:: Data for processing

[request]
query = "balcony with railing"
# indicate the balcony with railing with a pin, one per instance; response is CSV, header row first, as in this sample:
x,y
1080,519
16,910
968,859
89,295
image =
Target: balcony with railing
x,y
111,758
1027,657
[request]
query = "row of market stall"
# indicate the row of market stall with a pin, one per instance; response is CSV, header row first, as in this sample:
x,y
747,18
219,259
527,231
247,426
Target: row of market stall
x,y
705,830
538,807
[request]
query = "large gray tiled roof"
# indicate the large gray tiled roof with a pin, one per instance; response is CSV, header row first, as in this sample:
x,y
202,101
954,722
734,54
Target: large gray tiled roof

::::

> [Aim of the exercise]
Exactly as written above, please repeat the entries.

> [Worked answer]
[request]
query = "balcony with railing"
# indicate the balcony with railing with a pin, one per instance; response is CSV, header row first, as in this sample:
x,y
1080,519
16,910
968,859
89,295
image =
Target: balcony with railing
x,y
111,758
1027,657
[request]
query = "row of market stall"
# indicate the row of market stall with a pin, one per instance; response is CSV, header row first, as in this sample:
x,y
747,18
219,259
527,231
247,426
Target: row of market stall
x,y
705,830
538,807
[request]
query = "large gray tiled roof"
# indicate the large gray tiled roof with a pin, one per instance; response is CSV, header row first, as in this sample:
x,y
202,101
954,722
734,54
Target: large gray tiled roof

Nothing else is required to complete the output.